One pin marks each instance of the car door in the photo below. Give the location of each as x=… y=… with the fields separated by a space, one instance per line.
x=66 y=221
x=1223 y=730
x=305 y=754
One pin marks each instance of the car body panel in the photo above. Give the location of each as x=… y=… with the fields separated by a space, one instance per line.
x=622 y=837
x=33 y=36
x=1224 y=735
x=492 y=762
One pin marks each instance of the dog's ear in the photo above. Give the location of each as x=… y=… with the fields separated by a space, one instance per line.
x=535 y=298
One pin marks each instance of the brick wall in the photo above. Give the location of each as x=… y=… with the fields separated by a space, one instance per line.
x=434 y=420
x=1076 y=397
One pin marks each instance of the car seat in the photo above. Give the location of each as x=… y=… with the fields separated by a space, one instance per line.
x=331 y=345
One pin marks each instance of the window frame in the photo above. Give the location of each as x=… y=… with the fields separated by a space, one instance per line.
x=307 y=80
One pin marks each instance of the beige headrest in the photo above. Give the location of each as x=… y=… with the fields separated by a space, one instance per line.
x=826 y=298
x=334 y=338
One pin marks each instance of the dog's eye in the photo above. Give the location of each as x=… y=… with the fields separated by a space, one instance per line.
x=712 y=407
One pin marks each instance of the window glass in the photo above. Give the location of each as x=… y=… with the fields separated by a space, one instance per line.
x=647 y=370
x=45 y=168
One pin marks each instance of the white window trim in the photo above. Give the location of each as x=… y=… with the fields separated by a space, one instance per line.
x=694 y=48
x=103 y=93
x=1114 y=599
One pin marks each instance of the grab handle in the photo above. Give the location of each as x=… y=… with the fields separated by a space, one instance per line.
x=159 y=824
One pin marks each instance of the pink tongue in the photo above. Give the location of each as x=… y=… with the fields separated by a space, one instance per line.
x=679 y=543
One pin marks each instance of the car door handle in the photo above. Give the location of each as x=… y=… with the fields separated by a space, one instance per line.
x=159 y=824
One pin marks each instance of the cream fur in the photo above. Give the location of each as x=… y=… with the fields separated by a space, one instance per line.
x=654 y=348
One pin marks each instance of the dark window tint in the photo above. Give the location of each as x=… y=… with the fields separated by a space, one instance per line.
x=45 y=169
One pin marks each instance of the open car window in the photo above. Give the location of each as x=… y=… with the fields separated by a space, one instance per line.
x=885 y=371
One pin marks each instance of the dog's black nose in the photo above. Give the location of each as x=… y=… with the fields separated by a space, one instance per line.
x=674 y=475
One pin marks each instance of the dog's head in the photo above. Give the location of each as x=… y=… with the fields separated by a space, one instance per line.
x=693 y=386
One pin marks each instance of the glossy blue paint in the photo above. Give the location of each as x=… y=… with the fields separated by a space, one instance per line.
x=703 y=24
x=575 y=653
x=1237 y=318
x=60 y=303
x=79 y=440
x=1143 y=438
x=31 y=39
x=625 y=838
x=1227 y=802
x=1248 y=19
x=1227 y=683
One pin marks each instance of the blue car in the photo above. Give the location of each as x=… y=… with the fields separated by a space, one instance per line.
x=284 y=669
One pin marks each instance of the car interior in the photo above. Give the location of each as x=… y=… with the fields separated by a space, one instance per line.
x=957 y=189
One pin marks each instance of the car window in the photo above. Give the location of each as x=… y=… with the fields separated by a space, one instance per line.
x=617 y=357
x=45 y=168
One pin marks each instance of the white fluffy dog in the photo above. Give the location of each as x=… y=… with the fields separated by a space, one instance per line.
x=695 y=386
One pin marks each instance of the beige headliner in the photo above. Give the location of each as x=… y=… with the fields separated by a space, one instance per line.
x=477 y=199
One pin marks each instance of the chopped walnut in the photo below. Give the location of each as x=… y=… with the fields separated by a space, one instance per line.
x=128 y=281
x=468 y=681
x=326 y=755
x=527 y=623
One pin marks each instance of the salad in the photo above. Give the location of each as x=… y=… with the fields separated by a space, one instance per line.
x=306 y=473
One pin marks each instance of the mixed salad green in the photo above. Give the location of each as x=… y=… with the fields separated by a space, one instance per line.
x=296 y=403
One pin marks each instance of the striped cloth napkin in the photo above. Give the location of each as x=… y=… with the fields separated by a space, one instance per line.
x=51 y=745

WHAT THE TASK ASKS —
Rewrite all of the data above as a Markdown table with two columns, Row and Line. Put each line in its own numbered row and leave out blank lines.

CORRECT OUTPUT —
| Row | Line |
|---|---|
| 1 | One pin marks each instance of the car door in the photo below. Give the location of each as x=… y=… with the fields separated by a space, one instance per line. |
| 2 | x=66 y=221 |
| 3 | x=1223 y=730 |
| 4 | x=305 y=754 |
| 5 | One pin marks each instance of the car body panel in the photo above. Give the location of each as x=… y=… with the fields separated by a space, one instance per line. |
| 6 | x=622 y=837 |
| 7 | x=33 y=36 |
| 8 | x=1224 y=735 |
| 9 | x=492 y=762 |
| 10 | One pin marks each instance of the dog's ear in the photo above. Give the location of each as x=… y=… with the fields separated by a space, one instance per line. |
| 11 | x=535 y=298 |
| 12 | One pin marks each instance of the brick wall in the photo above. Give the location of each as x=… y=… with the fields separated by a space, one instance per line. |
| 13 | x=434 y=420 |
| 14 | x=1076 y=397 |
| 15 | One pin marks each instance of the car seat in the photo above. Give the location of each as x=… y=… with the fields separated by a space, one instance per line. |
| 16 | x=331 y=345 |
| 17 | One pin marks each instance of the window frame in the photo above. Give the location of each as x=… y=… with the fields separated by a space, one instance per line. |
| 18 | x=307 y=80 |
| 19 | One pin marks each instance of the beige headrest in the photo above. Give the location of each as x=… y=… with the fields separated by a space, one instance per line. |
| 20 | x=826 y=298 |
| 21 | x=334 y=338 |
| 22 | One pin marks each instance of the dog's eye in the photo above. Give the location of each as x=… y=… with the fields separated by a space, one instance per line. |
| 23 | x=712 y=407 |
| 24 | One pin marks each instance of the window glass in the photo above. Give the location of each as x=… y=… with the fields separated by a space, one instance per line. |
| 25 | x=647 y=370 |
| 26 | x=45 y=168 |
| 27 | One pin marks each instance of the white window trim in the photo above. Give the location of each as x=… y=… with the fields separated by a space, one instance per line. |
| 28 | x=694 y=48 |
| 29 | x=103 y=93 |
| 30 | x=1114 y=599 |
| 31 | One pin marks each instance of the grab handle in the photo above. Give the location of each as x=… y=… with the fields separated by a space, one instance per line. |
| 32 | x=159 y=824 |
| 33 | One pin marks each instance of the pink tongue in the photo above. Give the location of each as x=… y=… with the fields separated by a space, one instance per line. |
| 34 | x=679 y=543 |
| 35 | One pin marks each instance of the car door handle in the photo above. Give the location of each as x=… y=… with the fields separated by a space, one instance per line. |
| 36 | x=159 y=824 |
| 37 | One pin marks each instance of the cream fur in the photo above. Give the location of each as x=… y=… with the fields separated by a space, one instance per line. |
| 38 | x=654 y=348 |
| 39 | One pin marks each instance of the dark window tint in the photo above. Give the location of each as x=… y=… with the fields separated by a space, one instance per line. |
| 40 | x=45 y=169 |
| 41 | One pin marks each instance of the open car window in the photo above. Give the location of each as x=… y=… with the fields separated by a space, one instance per line. |
| 42 | x=885 y=371 |
| 43 | One pin marks each instance of the dog's black nose in the photo above. Give the location of each as x=… y=… with the fields separated by a space, one instance per line. |
| 44 | x=674 y=475 |
| 45 | One pin marks each instance of the dog's head in the photo above. Give the location of each as x=… y=… with the fields separated by a space, one instance per line. |
| 46 | x=693 y=386 |
| 47 | One pin marks each instance of the glossy blue paint in the photo above. Give the location of each as x=… y=… with the fields separated by a space, one instance per line. |
| 48 | x=703 y=24 |
| 49 | x=575 y=653 |
| 50 | x=1237 y=318 |
| 51 | x=60 y=303 |
| 52 | x=79 y=440 |
| 53 | x=1143 y=438 |
| 54 | x=31 y=39 |
| 55 | x=625 y=838 |
| 56 | x=1227 y=802 |
| 57 | x=1248 y=19 |
| 58 | x=1227 y=683 |
| 59 | One pin marks each instance of the blue car in the photo above. Give the location of each as x=… y=… with the fields separated by a space, one instance per line. |
| 60 | x=284 y=669 |
| 61 | One pin marks each instance of the car interior in the photo above. Give the location of each as x=… y=… with the fields separated by a space, one instance per line. |
| 62 | x=957 y=189 |
| 63 | One pin marks each instance of the car window in the photo above. Give the location of each as x=… y=… with the fields separated by a space, one instance per line. |
| 64 | x=617 y=357 |
| 65 | x=45 y=168 |
| 66 | One pin marks each instance of the white fluffy dog in the photo above. Give the location of each as x=… y=… with the fields separated by a space, one instance per line. |
| 67 | x=695 y=386 |
| 68 | One pin marks each instance of the beige headliner in the photo above. Give the location of each as x=… y=… with the fields separated by a space, one instance per line. |
| 69 | x=477 y=199 |
| 70 | One pin marks each instance of the chopped walnut in the photo below. Give the location of each as x=… y=… with the fields separated by a space, one instance per line. |
| 71 | x=128 y=281 |
| 72 | x=468 y=681 |
| 73 | x=326 y=755 |
| 74 | x=527 y=623 |
| 75 | One pin marks each instance of the salad in the photo above. Give the location of each as x=… y=… with the fields separated by a space, one instance per line. |
| 76 | x=306 y=473 |
| 77 | One pin marks each instance of the mixed salad green in the photo above. Give the location of each as x=… y=… with the fields separated by a space, one instance per line. |
| 78 | x=296 y=403 |
| 79 | One pin marks each instance of the striped cloth napkin in the photo above. Give the location of each as x=… y=… with the fields separated by a space, one instance per line. |
| 80 | x=51 y=745 |